EXCERPT:
But in the contrast declaring CO2 as bad is something very arbitary. We all
exhale CO2. So suddenly CO2 is bad, exhaling is bad?? ... is a bit off worlds
for the common people. As CO2 clearly is something normal. Nature needs CO2.

The excess is the problem. That we suddenly release all the stored carbons
from millenias. But still this is less clear. How much is too much. Because
burning fires is something humans do since we are humans - very counter
intuitive to declare it all wrong now.

So corrupt leadership is not really the problem if the common people are not
fully convinced that CO2 is really that bad. And we are talking about the
global population. Not just the intellectuals in the western world.

And even if they are aware that it is not ideal - if they feel cold now, they
will burn coal to warm themself now, if they lack (affordable) alternatives.
(I do). So they also would not push their politicans to forbid this. And in a
democracy it is the will of the common people that matters. So the problem is
just a little bit more complicated, than you make it. Saying politics should
do something is easy - but is still not a real solution.

STORED ROWS:
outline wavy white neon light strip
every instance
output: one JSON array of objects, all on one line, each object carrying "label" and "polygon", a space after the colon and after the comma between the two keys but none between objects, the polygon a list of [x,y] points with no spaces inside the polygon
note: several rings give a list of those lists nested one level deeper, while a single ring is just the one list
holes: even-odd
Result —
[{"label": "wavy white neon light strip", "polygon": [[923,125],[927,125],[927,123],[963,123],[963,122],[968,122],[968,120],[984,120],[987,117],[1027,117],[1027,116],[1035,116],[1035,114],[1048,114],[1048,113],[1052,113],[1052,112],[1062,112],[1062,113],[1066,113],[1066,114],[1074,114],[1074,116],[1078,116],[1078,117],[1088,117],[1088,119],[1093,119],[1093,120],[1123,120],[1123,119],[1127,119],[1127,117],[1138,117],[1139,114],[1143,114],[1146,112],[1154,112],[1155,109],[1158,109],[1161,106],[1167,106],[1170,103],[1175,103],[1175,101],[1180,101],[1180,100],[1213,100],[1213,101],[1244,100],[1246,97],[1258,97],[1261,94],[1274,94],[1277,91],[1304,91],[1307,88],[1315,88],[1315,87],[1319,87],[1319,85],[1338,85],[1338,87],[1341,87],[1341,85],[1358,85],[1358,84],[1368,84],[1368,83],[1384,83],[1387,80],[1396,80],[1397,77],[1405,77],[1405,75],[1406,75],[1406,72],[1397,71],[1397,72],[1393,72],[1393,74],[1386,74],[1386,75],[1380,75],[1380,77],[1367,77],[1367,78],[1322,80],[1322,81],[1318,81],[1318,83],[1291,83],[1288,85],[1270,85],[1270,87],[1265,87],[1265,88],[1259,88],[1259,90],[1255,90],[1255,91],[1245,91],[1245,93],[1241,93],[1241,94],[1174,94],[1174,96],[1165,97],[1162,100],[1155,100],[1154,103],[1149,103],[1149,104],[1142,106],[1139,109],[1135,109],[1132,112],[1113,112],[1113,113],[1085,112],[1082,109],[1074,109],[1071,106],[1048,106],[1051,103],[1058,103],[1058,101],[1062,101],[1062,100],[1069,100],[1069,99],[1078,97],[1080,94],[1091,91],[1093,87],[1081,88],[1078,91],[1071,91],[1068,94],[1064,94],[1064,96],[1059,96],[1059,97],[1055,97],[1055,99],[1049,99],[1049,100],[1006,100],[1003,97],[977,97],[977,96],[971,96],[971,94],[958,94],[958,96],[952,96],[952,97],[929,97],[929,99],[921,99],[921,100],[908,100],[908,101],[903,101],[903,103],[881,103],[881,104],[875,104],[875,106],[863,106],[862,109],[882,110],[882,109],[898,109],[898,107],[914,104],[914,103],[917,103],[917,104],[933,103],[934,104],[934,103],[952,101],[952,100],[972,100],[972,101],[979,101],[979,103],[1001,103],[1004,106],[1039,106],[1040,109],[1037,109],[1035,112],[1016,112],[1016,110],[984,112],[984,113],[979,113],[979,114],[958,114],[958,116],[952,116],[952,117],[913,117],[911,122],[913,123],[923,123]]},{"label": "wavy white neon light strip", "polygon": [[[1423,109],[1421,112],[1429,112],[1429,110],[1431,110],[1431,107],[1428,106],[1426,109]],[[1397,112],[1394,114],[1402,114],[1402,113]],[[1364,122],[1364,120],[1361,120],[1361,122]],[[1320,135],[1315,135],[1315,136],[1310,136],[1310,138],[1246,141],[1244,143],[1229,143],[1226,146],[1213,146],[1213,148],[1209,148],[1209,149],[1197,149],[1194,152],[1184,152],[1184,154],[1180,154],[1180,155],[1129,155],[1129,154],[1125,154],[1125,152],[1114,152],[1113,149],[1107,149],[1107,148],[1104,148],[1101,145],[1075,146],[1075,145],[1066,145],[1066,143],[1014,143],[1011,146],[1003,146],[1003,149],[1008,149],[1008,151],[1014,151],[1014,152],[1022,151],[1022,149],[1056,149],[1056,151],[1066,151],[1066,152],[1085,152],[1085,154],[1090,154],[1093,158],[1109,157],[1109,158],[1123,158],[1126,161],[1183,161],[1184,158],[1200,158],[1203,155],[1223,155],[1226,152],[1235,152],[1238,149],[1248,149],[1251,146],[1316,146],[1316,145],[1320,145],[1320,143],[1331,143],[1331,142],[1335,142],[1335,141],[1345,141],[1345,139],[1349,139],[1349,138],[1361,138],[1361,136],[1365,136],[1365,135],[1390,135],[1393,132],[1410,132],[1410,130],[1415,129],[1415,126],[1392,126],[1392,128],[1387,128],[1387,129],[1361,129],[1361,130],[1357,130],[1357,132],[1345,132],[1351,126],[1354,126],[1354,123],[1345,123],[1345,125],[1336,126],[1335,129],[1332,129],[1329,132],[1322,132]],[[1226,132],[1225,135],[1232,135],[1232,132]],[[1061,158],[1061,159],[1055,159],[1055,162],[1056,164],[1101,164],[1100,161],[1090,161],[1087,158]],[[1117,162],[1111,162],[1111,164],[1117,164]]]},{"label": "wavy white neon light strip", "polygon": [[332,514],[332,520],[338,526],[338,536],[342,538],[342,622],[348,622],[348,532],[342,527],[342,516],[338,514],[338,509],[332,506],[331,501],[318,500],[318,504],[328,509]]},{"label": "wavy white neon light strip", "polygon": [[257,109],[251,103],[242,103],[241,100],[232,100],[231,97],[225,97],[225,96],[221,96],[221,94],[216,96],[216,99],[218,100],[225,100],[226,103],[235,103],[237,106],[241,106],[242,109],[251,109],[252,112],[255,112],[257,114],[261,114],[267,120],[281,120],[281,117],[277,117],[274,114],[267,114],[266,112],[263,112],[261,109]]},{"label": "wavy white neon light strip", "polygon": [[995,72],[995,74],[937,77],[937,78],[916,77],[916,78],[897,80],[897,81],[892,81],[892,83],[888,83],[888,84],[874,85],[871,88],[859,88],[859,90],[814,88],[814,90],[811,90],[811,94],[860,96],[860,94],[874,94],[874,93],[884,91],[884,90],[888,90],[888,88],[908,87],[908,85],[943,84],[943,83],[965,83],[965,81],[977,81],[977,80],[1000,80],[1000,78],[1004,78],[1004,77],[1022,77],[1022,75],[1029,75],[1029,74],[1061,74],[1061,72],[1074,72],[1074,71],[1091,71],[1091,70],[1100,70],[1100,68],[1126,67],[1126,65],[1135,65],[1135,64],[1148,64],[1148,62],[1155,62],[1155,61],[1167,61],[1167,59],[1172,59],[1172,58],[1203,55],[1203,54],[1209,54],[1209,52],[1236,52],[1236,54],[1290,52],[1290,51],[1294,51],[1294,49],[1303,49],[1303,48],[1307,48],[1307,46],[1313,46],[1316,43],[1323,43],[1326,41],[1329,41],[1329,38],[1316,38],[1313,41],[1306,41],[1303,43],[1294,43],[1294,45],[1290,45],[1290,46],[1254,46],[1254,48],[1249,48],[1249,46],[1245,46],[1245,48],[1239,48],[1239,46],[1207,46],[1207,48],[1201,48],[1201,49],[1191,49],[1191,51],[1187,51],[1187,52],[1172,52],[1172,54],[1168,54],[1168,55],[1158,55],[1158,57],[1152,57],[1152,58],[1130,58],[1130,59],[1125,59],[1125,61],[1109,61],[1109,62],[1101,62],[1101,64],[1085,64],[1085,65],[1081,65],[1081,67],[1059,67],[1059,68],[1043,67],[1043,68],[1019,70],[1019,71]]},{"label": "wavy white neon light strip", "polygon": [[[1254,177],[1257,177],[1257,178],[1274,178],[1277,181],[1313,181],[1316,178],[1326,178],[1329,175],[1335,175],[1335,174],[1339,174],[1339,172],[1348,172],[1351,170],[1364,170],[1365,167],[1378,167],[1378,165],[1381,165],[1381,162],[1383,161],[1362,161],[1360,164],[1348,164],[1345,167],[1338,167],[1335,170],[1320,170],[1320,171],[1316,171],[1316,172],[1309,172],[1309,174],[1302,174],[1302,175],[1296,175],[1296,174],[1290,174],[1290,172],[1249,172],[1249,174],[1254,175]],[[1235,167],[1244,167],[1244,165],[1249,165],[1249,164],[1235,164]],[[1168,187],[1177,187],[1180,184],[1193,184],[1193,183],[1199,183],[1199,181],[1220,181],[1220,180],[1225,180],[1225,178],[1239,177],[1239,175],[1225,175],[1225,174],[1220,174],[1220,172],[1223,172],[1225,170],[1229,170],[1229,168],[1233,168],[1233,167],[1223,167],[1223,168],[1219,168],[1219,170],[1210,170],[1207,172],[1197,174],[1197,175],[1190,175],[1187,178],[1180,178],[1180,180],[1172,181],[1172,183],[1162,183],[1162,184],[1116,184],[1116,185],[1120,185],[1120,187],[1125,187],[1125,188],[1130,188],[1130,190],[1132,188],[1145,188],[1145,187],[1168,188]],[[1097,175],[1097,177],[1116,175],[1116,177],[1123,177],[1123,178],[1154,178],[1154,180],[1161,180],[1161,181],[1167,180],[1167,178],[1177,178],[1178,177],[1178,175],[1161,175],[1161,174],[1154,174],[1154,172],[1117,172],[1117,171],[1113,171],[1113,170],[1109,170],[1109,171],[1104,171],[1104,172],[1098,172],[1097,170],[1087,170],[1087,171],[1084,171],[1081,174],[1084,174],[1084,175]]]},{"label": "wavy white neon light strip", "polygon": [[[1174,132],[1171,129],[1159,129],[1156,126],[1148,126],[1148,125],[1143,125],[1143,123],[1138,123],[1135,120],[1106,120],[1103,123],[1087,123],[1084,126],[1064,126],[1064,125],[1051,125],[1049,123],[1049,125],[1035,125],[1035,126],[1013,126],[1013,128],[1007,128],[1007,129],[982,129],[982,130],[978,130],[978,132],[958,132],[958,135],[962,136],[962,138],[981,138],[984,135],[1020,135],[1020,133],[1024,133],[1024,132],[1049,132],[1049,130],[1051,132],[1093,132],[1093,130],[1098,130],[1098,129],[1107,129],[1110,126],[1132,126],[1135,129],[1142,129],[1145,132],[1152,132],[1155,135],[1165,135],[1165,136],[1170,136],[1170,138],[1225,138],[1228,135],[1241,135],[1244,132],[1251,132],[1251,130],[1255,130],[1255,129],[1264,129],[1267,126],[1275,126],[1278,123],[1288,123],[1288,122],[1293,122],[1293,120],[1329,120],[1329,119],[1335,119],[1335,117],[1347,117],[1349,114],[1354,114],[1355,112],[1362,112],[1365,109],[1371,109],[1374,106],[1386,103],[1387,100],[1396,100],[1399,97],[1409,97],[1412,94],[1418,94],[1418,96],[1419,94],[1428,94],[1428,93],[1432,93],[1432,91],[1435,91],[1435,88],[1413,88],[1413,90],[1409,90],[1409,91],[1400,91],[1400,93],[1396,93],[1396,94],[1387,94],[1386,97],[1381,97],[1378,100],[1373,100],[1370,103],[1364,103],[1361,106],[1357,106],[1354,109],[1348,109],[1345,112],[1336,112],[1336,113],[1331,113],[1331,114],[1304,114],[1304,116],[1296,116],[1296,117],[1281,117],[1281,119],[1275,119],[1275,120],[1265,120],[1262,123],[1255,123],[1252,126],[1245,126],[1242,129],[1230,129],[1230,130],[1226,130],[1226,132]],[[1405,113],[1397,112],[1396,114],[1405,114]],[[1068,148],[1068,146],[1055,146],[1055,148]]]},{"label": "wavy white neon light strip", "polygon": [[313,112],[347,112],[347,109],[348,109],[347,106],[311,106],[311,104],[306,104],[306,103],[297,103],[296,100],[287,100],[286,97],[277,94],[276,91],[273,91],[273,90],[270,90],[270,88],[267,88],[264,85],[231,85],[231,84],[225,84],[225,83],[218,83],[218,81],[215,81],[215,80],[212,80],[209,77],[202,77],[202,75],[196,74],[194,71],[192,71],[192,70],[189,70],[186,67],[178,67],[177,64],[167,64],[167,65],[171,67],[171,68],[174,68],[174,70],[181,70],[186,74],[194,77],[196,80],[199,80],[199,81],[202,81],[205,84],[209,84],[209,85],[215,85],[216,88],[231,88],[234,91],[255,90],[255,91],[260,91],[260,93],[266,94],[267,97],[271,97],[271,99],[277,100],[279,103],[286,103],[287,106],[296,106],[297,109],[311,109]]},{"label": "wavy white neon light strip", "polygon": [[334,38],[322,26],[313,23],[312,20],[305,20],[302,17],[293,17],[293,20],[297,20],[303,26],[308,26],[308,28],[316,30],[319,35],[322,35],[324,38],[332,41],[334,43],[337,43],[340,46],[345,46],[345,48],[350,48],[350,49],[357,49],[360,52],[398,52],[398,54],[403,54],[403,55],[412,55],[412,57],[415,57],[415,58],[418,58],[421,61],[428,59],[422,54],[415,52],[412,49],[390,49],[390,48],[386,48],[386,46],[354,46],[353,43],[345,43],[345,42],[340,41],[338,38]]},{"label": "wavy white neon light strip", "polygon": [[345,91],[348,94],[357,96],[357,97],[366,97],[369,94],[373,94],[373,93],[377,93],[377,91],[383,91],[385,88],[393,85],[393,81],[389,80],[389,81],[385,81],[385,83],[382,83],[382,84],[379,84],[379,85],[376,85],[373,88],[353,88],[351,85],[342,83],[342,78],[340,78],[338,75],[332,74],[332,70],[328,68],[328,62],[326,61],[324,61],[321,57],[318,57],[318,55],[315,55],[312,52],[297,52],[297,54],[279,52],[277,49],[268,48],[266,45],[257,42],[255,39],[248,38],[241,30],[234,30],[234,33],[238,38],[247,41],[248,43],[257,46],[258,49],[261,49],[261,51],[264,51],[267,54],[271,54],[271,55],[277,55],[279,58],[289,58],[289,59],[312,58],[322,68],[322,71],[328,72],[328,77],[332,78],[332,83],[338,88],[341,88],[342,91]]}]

REQUIRED WORK:
**1)** In the comment about CO2, what will people burn to warm themselves if they feel cold and lack affordable alternatives?
**2)** Repeat the passage of the comment about CO2 between "The excess is" and "lack (affordable) alternatives.", inclusive.
Answer using only the comment about CO2; the records are not needed.

RESULTS FOR EACH TASK:
**1)** Coal.

**2)**
The excess is the problem. That we suddenly release all the stored carbons
from millenias. But still this is less clear. How much is too much. Because
burning fires is something humans do since we are humans - very counter
intuitive to declare it all wrong now.

So corrupt leadership is not really the problem if the common people are not
fully convinced that CO2 is really that bad. And we are talking about the
global population. Not just the intellectuals in the western world.

And even if they are aware that it is not ideal - if they feel cold now, they
will burn coal to warm themself now, if they lack (affordable) alternatives.